ACTIONS TO TAKE –
1. Repeat the passage of the thread on removing old formica from "# Removing old" up to and including "of the old?".
2. List every distinct username that appears as a post heading in the thread on removing old formica, naming each one once.

# Removing old formica



## Jacob (3 Jul 2018)

A client wants to put new formica on some old school/office furniture. There's a lot of it. 
Is removing it a practical proposition or perhaps just stick new on top of the old?


----------



## Woody2Shoes (3 Jul 2018)

I suppose it depends on the glue that's been used and the quality of the substrate - if the glue is heat-sensitive (I guess you could try with a heat gun or an old smoothing iron somewhere less obtrusive) and the substrate doesn't degrade with heat, then maybe take it off. If all the formica is sound and well-attached, or can be made so, then contact adhesive is probably the best thing for sticking the new gear over the old. I've found in the past that edges are by far the most difficult bits to get right (I try and avoid them by using wood edging). Cheers, W2S


----------



## Lons (3 Jul 2018)

I removed some from an old table years ago Jacob. Used a heat gun and a scrap handsaw with the teeth ground off to separate it from the table. Came off easily but the residue contact adhesive was a pita to clean off.

If the existing laminate is sound the you shouldn't have an issue sticking new on top, don't know if you'd need to key it first though.

Bob

EDIT. Woody beat me to it.


----------



## deema (3 Jul 2018)

Bi Jacob,
I’ve also removed Formica before using a little heat, I was doing it to salvage enough to make repairs on other items where it needed to match. If they want to replace the Formica I would replace the whole top. It will I’m sure be both cheaper and ensure that you have a good solid glue bond. 

I’ve found that old school tops seem to be Formica on top of chipboard or similar. By the time you’ve removed the top the substrate won’t be worth keeping anyway. If you try gluing on top you will need to key the surface and inevitably there will be bits of the old Formica that’s loose and needs attention. When it starts lifting you will get a call back!


----------



## Jacob (3 Jul 2018)

Thanks for suggestions.
Sounds like whole new top is the way. Save a lot of messing about and probably a better job in the end.


----------



## johnnyb (4 Jul 2018)

While renovating a bungalow i found a whole wall decorated with different size different pattern Formica squares. All sixties patterns. Very cool. It was a pipper to remove though! 
I'm guessing it was a thing as to accumulate so many different patterns would be difficult.


----------

EXTRACTED INFORMATION –
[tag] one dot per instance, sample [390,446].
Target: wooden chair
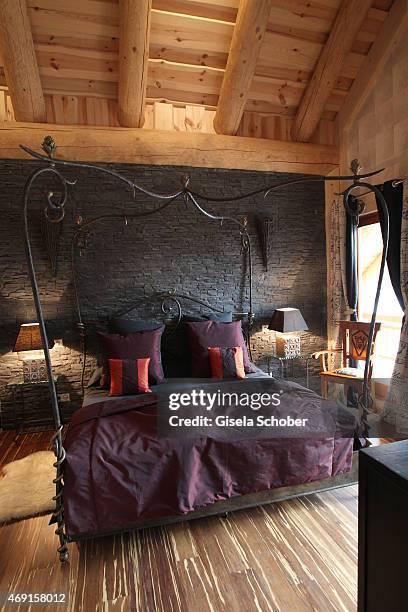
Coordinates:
[354,337]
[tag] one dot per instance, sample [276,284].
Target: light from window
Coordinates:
[389,312]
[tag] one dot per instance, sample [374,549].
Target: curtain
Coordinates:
[394,199]
[336,285]
[351,262]
[395,411]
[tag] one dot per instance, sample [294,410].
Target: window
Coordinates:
[389,312]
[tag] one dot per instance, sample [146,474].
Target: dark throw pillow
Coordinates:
[221,317]
[226,362]
[136,345]
[128,325]
[212,333]
[129,376]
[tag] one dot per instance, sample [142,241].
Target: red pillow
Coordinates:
[213,333]
[128,377]
[226,363]
[136,345]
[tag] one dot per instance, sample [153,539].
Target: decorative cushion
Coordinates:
[128,325]
[226,362]
[136,345]
[129,376]
[212,333]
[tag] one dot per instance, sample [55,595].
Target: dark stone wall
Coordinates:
[177,248]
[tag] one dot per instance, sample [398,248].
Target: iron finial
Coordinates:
[49,146]
[355,167]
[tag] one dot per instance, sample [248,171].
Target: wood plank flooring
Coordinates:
[292,556]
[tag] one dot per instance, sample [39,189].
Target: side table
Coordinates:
[20,390]
[284,361]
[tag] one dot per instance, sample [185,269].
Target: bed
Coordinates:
[119,475]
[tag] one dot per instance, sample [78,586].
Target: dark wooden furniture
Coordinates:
[383,528]
[354,340]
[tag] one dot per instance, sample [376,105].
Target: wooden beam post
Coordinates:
[393,31]
[134,34]
[20,62]
[247,38]
[346,26]
[162,148]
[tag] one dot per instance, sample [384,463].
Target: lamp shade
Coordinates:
[28,338]
[286,320]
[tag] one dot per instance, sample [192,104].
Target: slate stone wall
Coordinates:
[125,264]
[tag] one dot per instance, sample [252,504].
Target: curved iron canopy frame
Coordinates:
[55,211]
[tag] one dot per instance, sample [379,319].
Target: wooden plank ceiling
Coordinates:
[76,44]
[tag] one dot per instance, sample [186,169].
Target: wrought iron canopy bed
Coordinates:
[55,211]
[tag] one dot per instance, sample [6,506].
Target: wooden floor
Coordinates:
[291,556]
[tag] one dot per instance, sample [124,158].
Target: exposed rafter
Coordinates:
[247,38]
[393,31]
[20,63]
[160,147]
[346,26]
[134,35]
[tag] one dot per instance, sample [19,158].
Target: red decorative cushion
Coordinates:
[226,363]
[128,376]
[136,345]
[212,333]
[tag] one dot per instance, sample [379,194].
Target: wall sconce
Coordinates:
[29,341]
[264,226]
[286,321]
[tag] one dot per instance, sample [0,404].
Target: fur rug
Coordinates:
[26,487]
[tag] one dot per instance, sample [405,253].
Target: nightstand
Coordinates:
[36,396]
[288,362]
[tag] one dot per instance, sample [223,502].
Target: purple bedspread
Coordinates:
[118,473]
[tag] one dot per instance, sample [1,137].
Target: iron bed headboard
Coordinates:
[55,211]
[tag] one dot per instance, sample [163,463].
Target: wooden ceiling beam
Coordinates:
[134,35]
[20,62]
[156,147]
[346,26]
[247,38]
[392,33]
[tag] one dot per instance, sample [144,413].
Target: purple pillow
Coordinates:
[212,333]
[136,345]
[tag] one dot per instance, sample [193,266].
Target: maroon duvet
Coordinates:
[118,473]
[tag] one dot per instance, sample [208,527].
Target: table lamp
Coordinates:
[29,341]
[286,321]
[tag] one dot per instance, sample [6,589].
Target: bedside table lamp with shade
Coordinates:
[287,321]
[29,341]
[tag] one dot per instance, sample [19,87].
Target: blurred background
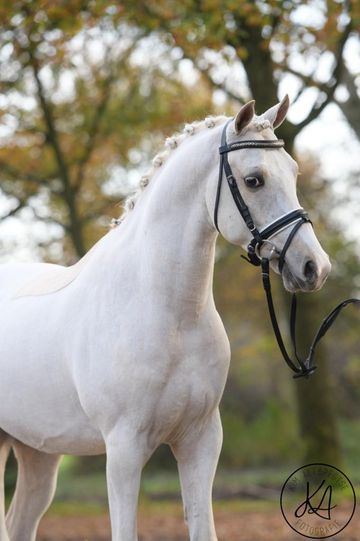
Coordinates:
[88,92]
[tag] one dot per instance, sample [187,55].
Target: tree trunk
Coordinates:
[314,397]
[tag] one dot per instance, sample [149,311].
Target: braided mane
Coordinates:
[171,143]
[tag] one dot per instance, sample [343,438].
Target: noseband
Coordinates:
[295,218]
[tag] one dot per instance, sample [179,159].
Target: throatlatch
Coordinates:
[295,218]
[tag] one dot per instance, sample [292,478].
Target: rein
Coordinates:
[295,218]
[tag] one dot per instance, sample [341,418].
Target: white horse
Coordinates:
[125,350]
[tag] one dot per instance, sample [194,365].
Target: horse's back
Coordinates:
[14,276]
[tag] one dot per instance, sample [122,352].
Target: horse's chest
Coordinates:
[190,395]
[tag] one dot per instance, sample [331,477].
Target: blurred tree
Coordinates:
[78,99]
[125,67]
[270,41]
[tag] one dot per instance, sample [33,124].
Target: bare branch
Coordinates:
[328,90]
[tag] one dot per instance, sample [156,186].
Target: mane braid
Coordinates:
[171,143]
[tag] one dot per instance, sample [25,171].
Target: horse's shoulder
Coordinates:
[48,278]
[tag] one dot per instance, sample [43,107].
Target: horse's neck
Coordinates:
[172,239]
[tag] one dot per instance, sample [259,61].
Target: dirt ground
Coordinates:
[231,526]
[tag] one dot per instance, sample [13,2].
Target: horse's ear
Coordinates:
[244,116]
[276,115]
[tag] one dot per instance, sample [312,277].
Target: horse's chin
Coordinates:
[293,284]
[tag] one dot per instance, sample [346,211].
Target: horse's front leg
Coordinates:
[197,455]
[126,454]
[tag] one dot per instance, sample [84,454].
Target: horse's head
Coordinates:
[266,180]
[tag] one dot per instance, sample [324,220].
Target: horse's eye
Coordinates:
[254,182]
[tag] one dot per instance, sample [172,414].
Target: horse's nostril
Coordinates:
[310,272]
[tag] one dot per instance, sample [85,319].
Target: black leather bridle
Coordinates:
[295,218]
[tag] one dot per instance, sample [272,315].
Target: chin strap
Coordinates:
[295,218]
[306,367]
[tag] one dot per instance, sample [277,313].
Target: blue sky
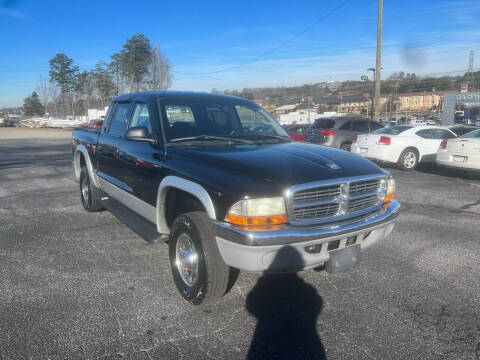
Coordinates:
[425,37]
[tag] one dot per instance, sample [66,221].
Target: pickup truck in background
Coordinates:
[220,180]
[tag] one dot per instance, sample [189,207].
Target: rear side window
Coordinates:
[346,126]
[425,133]
[442,134]
[324,123]
[119,121]
[472,135]
[374,126]
[360,126]
[179,113]
[460,131]
[393,130]
[141,117]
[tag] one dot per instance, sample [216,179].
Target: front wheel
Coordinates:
[346,147]
[408,159]
[89,193]
[198,270]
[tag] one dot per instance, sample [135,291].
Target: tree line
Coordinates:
[398,82]
[138,66]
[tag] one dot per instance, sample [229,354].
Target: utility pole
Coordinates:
[378,64]
[471,85]
[373,93]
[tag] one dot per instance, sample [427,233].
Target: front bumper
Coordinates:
[376,153]
[444,158]
[257,250]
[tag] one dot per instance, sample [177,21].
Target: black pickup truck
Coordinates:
[219,179]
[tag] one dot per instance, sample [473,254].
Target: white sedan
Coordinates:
[462,152]
[404,145]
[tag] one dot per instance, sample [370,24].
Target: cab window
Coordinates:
[141,117]
[119,121]
[360,126]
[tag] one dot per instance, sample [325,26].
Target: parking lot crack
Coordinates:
[468,206]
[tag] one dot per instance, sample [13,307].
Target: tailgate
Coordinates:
[463,146]
[368,140]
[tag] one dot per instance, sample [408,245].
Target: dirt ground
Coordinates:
[27,133]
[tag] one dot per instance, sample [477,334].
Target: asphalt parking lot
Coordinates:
[83,285]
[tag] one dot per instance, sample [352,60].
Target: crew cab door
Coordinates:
[110,142]
[141,161]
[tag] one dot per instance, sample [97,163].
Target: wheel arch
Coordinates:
[413,148]
[194,189]
[81,152]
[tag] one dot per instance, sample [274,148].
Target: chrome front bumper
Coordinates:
[257,250]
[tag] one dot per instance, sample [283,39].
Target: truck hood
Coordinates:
[281,165]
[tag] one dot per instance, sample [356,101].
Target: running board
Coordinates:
[144,228]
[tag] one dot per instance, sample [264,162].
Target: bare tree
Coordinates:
[53,95]
[160,71]
[43,92]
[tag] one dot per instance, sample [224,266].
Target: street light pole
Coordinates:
[378,63]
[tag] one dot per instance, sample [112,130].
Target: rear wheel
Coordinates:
[89,193]
[198,270]
[408,159]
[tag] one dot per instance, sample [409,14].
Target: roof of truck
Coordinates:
[173,94]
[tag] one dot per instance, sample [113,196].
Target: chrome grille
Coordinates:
[335,200]
[359,187]
[313,212]
[317,194]
[362,203]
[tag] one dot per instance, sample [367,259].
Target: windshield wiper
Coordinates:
[211,137]
[267,136]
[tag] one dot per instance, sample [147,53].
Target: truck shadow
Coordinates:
[287,309]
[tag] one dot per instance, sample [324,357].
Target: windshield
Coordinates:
[472,135]
[324,123]
[393,130]
[214,120]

WRITTEN RESPONSES –
1.
# Removing old formica



## Jacob (3 Jul 2018)

A client wants to put new formica on some old school/office furniture. There's a lot of it. 
Is removing it a practical proposition or perhaps just stick new on top of the old?

2. Jacob, Woody2Shoes, Lons, deema, johnnyb